• **Task description**
Exactly reproduce all the records, keeping pictures out of the copy.

• **Excerpts of pointing data**
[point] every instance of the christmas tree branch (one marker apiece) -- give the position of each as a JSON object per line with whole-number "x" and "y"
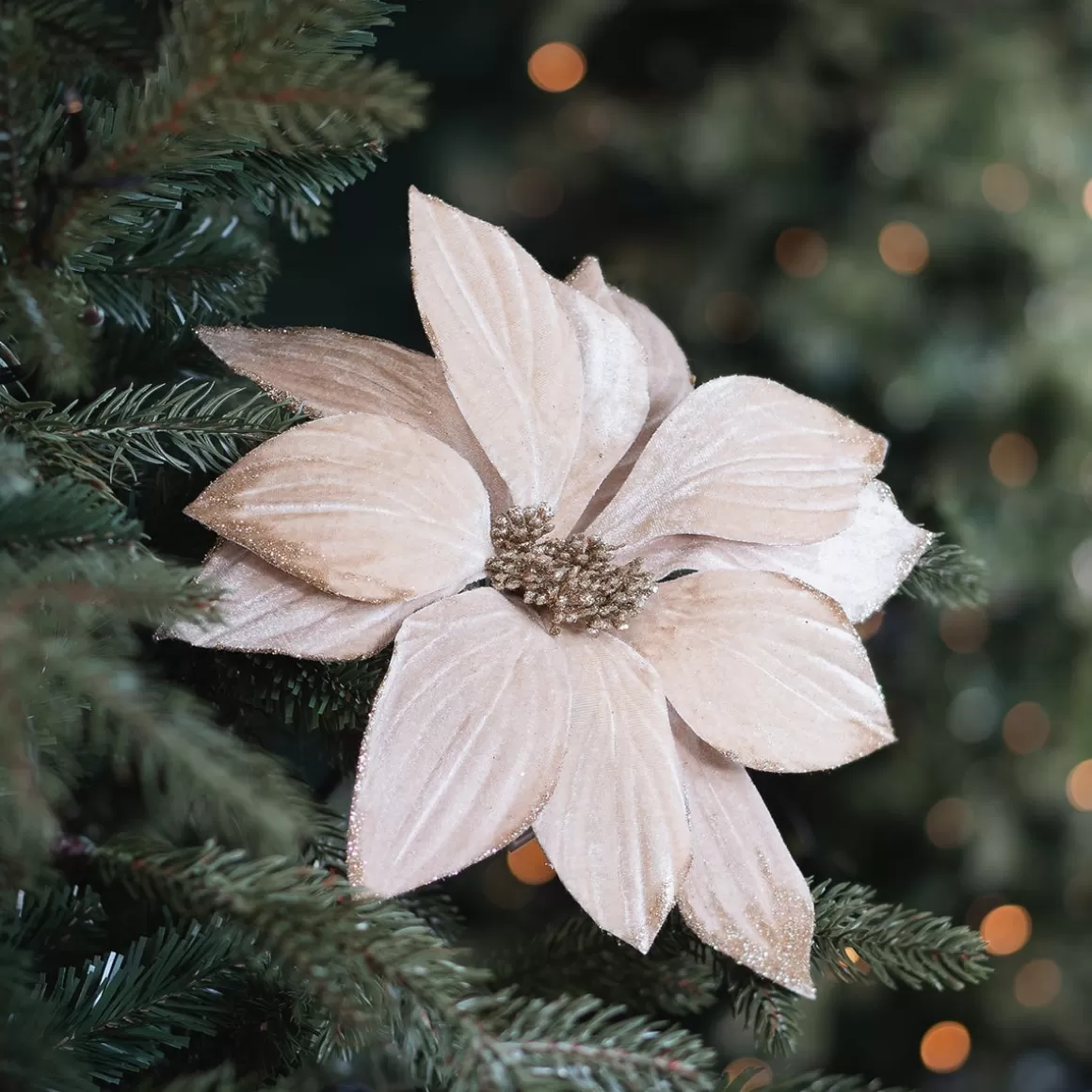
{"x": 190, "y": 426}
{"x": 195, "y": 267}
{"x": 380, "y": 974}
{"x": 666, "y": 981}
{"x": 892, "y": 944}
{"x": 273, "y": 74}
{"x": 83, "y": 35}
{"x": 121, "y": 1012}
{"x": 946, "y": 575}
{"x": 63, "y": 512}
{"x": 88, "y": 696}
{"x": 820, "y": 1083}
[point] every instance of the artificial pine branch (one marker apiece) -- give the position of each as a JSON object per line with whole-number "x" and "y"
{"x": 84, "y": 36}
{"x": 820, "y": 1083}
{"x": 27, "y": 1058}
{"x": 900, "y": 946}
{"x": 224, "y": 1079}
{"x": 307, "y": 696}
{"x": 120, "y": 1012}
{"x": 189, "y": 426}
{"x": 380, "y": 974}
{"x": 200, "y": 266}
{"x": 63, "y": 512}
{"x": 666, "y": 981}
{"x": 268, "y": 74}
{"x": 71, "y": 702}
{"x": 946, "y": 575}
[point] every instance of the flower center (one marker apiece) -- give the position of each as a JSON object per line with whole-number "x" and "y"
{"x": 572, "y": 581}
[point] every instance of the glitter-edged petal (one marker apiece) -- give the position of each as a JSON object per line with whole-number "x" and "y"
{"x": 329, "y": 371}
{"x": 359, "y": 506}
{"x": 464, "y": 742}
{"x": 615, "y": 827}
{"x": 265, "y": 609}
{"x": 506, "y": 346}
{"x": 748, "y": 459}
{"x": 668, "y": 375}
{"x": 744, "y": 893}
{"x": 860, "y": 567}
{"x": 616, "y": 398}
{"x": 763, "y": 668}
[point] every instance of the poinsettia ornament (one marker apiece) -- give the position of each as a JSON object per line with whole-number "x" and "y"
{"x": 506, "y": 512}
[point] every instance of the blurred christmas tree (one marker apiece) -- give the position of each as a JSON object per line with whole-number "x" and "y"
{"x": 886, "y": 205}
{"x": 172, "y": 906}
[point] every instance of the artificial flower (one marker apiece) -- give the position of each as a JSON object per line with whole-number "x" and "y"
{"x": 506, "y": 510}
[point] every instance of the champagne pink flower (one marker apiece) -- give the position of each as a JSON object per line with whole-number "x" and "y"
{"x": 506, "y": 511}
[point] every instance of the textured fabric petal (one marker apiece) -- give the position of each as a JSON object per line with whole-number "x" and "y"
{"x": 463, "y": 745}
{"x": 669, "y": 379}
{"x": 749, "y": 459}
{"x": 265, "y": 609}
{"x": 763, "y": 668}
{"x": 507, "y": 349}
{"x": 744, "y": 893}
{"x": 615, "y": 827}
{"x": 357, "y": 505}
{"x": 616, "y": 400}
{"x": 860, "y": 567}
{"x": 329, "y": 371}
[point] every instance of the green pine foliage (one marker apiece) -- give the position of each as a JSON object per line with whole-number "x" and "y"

• **Final answer**
[point] every instance of the christmas tree branch (one marker apiece) -- give the position of each as a JSON object per line with whole-number "x" and "y"
{"x": 190, "y": 426}
{"x": 195, "y": 267}
{"x": 380, "y": 974}
{"x": 666, "y": 981}
{"x": 892, "y": 944}
{"x": 273, "y": 74}
{"x": 83, "y": 35}
{"x": 121, "y": 1012}
{"x": 946, "y": 575}
{"x": 63, "y": 512}
{"x": 88, "y": 696}
{"x": 820, "y": 1083}
[point] every instance of the artificial pine branch (one marker apiece) -- give the position of each as a JSON object per line with whole-number "x" and "y"
{"x": 84, "y": 36}
{"x": 820, "y": 1083}
{"x": 27, "y": 1058}
{"x": 900, "y": 946}
{"x": 224, "y": 1079}
{"x": 307, "y": 696}
{"x": 120, "y": 1012}
{"x": 189, "y": 426}
{"x": 380, "y": 974}
{"x": 200, "y": 266}
{"x": 63, "y": 512}
{"x": 666, "y": 981}
{"x": 268, "y": 74}
{"x": 71, "y": 702}
{"x": 946, "y": 575}
[point] every instance of the flower center (one marker apiece) -- give the position of each as a JSON object per line with whole-number "x" and "y"
{"x": 572, "y": 581}
[point] every instance of the glitter-edged petal (one marker apiece) -- give the position of each as a JSON object per line with whole-number "x" and "y"
{"x": 329, "y": 371}
{"x": 359, "y": 506}
{"x": 464, "y": 742}
{"x": 615, "y": 827}
{"x": 265, "y": 609}
{"x": 506, "y": 346}
{"x": 748, "y": 459}
{"x": 668, "y": 375}
{"x": 744, "y": 893}
{"x": 860, "y": 567}
{"x": 616, "y": 398}
{"x": 763, "y": 668}
[point] every instance of the poinsettia ornament (one marker apiece) -- give the position of each as a JSON object per line with whole-number "x" and "y"
{"x": 506, "y": 512}
[point] every instance of the blurred christmas tree (one marker apiece) -- give the position of each as a JSON object per line with whole-number "x" and "y"
{"x": 886, "y": 205}
{"x": 172, "y": 906}
[point] every instance of the artificial flower (one marker apiece) -- give the position of each as a JSON object per line with whole-number "x" and "y"
{"x": 506, "y": 510}
[point] every instance of the champagne pink flower (one marker apiece) -- give the position of each as a JSON object per line with whole-number "x" and "y"
{"x": 506, "y": 511}
[point] every instance of the textured fabric petal (one marker apiece) -- give the position of each as a JSON object per line with whole-number "x" and "y"
{"x": 463, "y": 745}
{"x": 669, "y": 379}
{"x": 749, "y": 459}
{"x": 265, "y": 609}
{"x": 763, "y": 668}
{"x": 507, "y": 349}
{"x": 744, "y": 893}
{"x": 615, "y": 827}
{"x": 357, "y": 505}
{"x": 616, "y": 400}
{"x": 860, "y": 567}
{"x": 329, "y": 371}
[point] every instance of the green pine foliage (one marker apiece) -- give the position of each as a JSON object per line with whole-number "x" and "y"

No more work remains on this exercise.